__What you have to do__. In the interview on point-of-use water treatment, substitute "carbon filter cartridge" for "activated carbon filter" and write out everything from "In the case" down to "water treatment professionals?".

__Passage for review__.

>>

This Q&A originally appeared in the October 2019 issue of Water Quality Products as "Powerful Prevention"
A recent study conducted by researchers from the University of Arizona and funded by the Water Quality Research Foundation (WQRF) highlighted the economic benefits of using point-of-use (POU) devices to reduce health risks in drinking water. WQP Managing Editor Lauren Del Ciello asked Kimberly Redden, foundation relations and research manager for WQRF, about the results of the study and its larger impact on the water treatment industry.
Lauren Del Ciello: Why was the study commissioned?
Kimberly Redden: WQRF had an opportunity to fund novel research that had never been done before, led by Kelly Reynolds, Ph.D., and Chuck Gerba, Ph.D., at the University of Arizona. The scope of the study was to provide an analysis of the cost and benefits of POU water treatment in terms of protection from individual contaminants in drinking water and exposure to multiple contaminants. A holistic approach to document the cumulative benefits of removal of multiple contaminants that may be present in drinking water had never been conducted before.
The scope of the study was to assess a national implementation of a POU device to treat the specific contaminant, which included the cost of installation and maintenance of the appropriate POU treatment over five years in every single home in the U.S. Five contaminant categories were studied: microorganisms, arsenic, lead, disinfection byproducts, nitrates and chromium. For lead, the researchers conducted a case study of Flint, Mich., in lieu of a national study, which informed the cost-benefits that can be achieved at a localized level with known contamination or non-compliance issues.
Del Ciello: How did the researchers calculate the benefit of POU devices in minimizing health risks?
Redden: Using estimated cases of illness from exposure to drinking water and the associated costs from what was available in scientific literature, the researchers calculated the cost of the cases caused by each contaminant from drinking water consumption. These estimates are used along with case reductions using a POU device, also from what was available in the literature, to generate a cost-effectiveness equation, which then a monetary value per averted case could be calculated.
Del Ciello: What contaminants were investigated, and which were POU devices found to provide the most return against?
Redden: The study found that when looking at the overall exposure to all contaminants, the cost of POU devices was outweighed by the benefits in terms of preventing exposure and disease. For example, the benefits of a device to remove arsenic and pathogenic microorganisms have a dual cost-benefit for both contaminants because there is always a benefit in illness reduction from microbes on an immediate timescale and a lifetime benefit for reducing arsenic exposure.
For pathogenic microorganisms, the burden of drinking water-related morbidity and mortality cases in America is estimated at $24.2 billion annually (n=9,645,733 includes acute gastrointestinal illness, sequelae and death). An annual reverse osmosis (RO) POU treatment cost per household per year for a national household intervention cost of $17.1 billion annually. Please note, specific POU treatments are required for viruses, bacteria and protozoa removal, but exploring the effects and cost benefits of a treatment train is beyond the scope of this project.
In the case of the water emergency in Flint, the study assumed all of the 98,310 Flint residents were exposed to lead levels of 25 µg/L in drinking water, and 20% of lead in drinking water is manifested in the body as blood lead levels. This corresponded to an average blood lead level of 0.5 µg/dL and a loss of 0.257 IQ points. Using the blood lead level to lifetime economic impact model, this corresponds to a lifetime loss of $5,381 per person and a total community cost of $435 million. The average household size in Flint is 2.42 persons, which equates to 40,064 houses. A five-year community wide intervention using one activated carbon filter with lead adsorption capabilities per household would have cost $11.1 million. A five-year POU RO implemented in every home would have cost $26 million.
Del Ciello: How can the information in the study be leveraged by water treatment professionals?
Redden: It is our hope that with this data in hand, water treatment professionals can talk to their regulators and utilities about this study and encourage the acceptance of POU devices as a risk mitigation strategy. The results of the case study in Flint are powerful in terms of the cost to society from lead exposure versus cost for a prevention strategy using POU devices.

<<

__Collected data__.
>>

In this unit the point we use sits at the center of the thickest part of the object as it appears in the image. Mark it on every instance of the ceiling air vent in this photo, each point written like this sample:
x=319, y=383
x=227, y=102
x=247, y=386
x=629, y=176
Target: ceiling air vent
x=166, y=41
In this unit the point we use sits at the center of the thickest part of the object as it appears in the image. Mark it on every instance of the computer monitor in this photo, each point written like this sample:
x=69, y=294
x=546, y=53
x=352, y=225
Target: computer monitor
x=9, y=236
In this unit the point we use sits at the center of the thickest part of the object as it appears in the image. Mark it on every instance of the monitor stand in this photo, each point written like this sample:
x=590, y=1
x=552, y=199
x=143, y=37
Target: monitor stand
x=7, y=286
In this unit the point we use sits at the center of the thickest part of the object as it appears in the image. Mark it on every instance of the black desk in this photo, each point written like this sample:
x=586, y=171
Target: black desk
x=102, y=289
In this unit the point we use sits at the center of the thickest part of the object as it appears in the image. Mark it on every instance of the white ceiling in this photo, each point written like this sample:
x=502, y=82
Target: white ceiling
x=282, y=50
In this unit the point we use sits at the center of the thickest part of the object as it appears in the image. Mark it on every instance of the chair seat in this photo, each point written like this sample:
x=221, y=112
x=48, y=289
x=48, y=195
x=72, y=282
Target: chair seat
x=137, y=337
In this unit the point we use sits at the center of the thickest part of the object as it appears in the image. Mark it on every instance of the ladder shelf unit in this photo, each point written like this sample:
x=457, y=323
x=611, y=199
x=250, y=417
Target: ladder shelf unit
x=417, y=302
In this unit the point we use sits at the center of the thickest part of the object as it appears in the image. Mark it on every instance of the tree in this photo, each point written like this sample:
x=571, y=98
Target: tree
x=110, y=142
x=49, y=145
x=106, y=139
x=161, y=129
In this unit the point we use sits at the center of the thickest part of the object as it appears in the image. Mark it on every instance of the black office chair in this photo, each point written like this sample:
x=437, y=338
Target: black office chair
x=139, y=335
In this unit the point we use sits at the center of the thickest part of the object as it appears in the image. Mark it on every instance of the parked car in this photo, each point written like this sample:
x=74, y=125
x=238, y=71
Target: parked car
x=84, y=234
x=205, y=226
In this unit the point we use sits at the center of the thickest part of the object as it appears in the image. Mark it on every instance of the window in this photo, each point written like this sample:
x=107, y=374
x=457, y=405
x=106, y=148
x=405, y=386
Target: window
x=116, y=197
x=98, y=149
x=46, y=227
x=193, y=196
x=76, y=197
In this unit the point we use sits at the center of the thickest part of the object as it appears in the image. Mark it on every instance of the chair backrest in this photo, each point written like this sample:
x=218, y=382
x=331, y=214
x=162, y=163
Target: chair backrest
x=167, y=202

<<

__Response__.
In the case of the water emergency in Flint, the study assumed all of the 98,310 Flint residents were exposed to lead levels of 25 µg/L in drinking water, and 20% of lead in drinking water is manifested in the body as blood lead levels. This corresponded to an average blood lead level of 0.5 µg/dL and a loss of 0.257 IQ points. Using the blood lead level to lifetime economic impact model, this corresponds to a lifetime loss of $5,381 per person and a total community cost of $435 million. The average household size in Flint is 2.42 persons, which equates to 40,064 houses. A five-year community wide intervention using one carbon filter cartridge with lead adsorption capabilities per household would have cost $11.1 million. A five-year POU RO implemented in every home would have cost $26 million.
Del Ciello: How can the information in the study be leveraged by water treatment professionals?